*Extrait du document*.
Parmi les défis que le chercheur identifie, la stratégie d’Israël lui semble la plus problématique. Samedi dernier, le Premier ministre israélien a déclaré que l’armée israélienne était prête à se déployer pour défendre les populations druzes syriennes de Jaramana, au sud de Damas. L’armée syrienne s’est déployée dans cette banlieue, habitée par des Druzes et des chrétiens, après des incidents qui ont eu lieu à un check-point.
“Les Druzes sont très divisés, certains sont proches des nouvelles autorités, d’autres ont pris leurs distances mais il s’y ajoute un facteur qui pourrait déstabiliser le Sud, c’est l’attitude d’Israël. Israël veut un Sud démilitarisé, cela créerait une marge de manoeuvre importante pour les acteurs armés” met en garde Thomas Pierret.
Benyamin Netanyahu a en effet déclaré le 20 février dernier que son pays n’autoriserait pas le déploiement de l’armée syrienne au sud de Damascus. Il est clair que Tel Aviv considère la région non seulement du Golan mais aussi du Horan comme sa zone d’influence et essaie de mobiliser les communautés non arabes pour jouer de son influence dans le pays.
Le ministre des Affaires étrangères turc, Hakan Fidan, a dénoncé la volonté d'expansionnisme d’Israël qui dès la chute du régime de Bachar al Assad a pris le contrôle de la zone tampon du Mont Golan.

*Consignes*.
A. D'après l'extrait sur le sud de la Syrie, de quelle zone Israël a-t-il pris le contrôle dès la chute du régime de Bachar al Assad ?
B. Donnez tous les noms de personnes cités dans l'extrait sur le sud de la Syrie.
C. Écrivez la suite de l'extrait sur le sud de la Syrie, à partir de sa dernière phrase.

*Lignes fournies*.
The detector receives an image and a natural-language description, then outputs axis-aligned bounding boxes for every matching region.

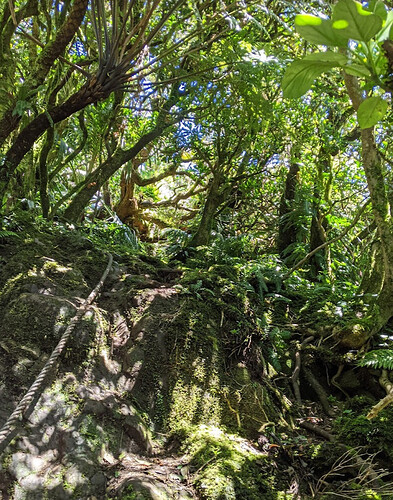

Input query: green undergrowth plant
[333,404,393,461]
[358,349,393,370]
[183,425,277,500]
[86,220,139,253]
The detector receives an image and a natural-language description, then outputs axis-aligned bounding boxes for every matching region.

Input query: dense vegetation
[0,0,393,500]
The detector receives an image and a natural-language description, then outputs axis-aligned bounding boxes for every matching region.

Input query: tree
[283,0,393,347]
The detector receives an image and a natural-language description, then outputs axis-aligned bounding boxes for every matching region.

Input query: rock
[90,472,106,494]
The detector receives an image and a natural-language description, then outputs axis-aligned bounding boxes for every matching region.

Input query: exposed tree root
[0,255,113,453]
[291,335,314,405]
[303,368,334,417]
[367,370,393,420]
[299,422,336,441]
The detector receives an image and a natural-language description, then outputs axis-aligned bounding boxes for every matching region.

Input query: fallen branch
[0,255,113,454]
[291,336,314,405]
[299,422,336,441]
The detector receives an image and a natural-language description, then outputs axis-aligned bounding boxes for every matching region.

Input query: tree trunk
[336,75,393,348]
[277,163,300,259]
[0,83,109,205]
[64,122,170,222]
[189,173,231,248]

* * *

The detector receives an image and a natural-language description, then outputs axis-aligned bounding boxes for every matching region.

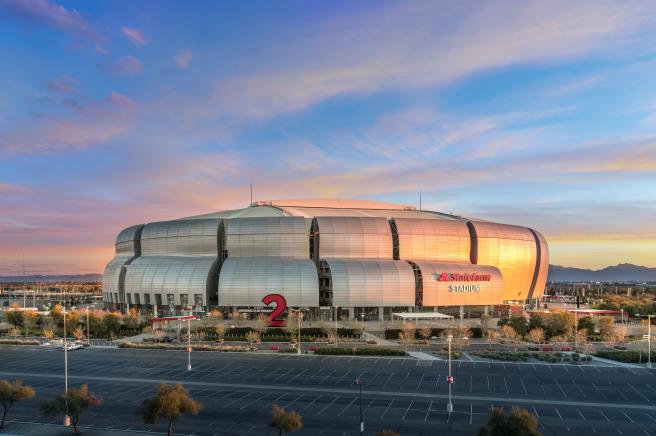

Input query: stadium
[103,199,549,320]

* * *

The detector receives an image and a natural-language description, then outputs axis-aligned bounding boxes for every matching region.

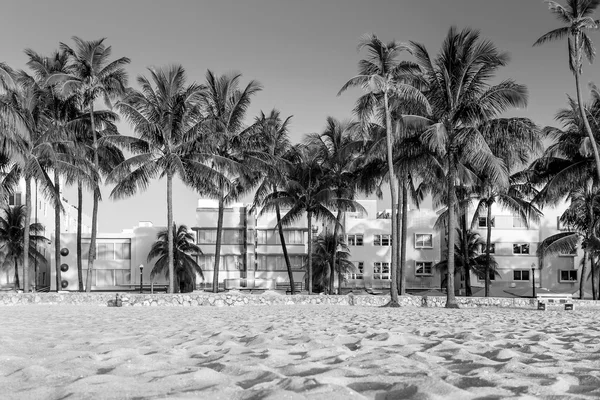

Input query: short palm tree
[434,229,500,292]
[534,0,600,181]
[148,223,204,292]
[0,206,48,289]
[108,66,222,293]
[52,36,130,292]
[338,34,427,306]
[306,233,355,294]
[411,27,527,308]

*Réponses attendues*.
A. La zone tampon du Mont Golan.

B. Thomas Pierret, Benyamin Netanyahu, Hakan Fidan, Bachar al Assad

C.
Israël est un élément perturbateur
La question des bases américaines dans le nord de la Syrie est un autre point de tensions identifié par le chercheur de l'Institut de recherches et d'études sur le monde arabe et musulman. Selon Thomas Pierret, Israël souhaite clairement le maintien d’une présence américaine en Syrie. Il y aurait environ 2000 soldats américains sur le territoire syrien qui soutiennent l’organisation terroriste PKK/YPG.
Tandis que la nouvelle administration Trump n’a pas encore décidé si les troupes américaines seraient maintenues ou non, la chaîne américaine NBC News croit savoir que le département de la Défense serait en train d’étudier des plans de retrait sur 30, 60 ou 90 jours mais à ce jour aucune décision ferme n’a été prise.
La nouvelle Syrie pas à pas
Si la situation sécuritaire est encore problématique, le sujet de la reconstruction est l’autre gros dossier des nouvelles autorités damascènes. L’Union européenne a levé le 24 février dernier une grande partie des sanctions imposées à l’ancien régime. Le Conseil européen a décidé de retirer cinq entités financières (Industrial Bank, Popular Credit Bank, Saving Bank, Agricultural Cooperative Bank et Syrian Arab Airlines) de la liste des entités soumises au gel des fonds et des ressources économiques et a autorisé la mise à disposition de fonds et de ressources économiques à la Banque centrale de Syrie.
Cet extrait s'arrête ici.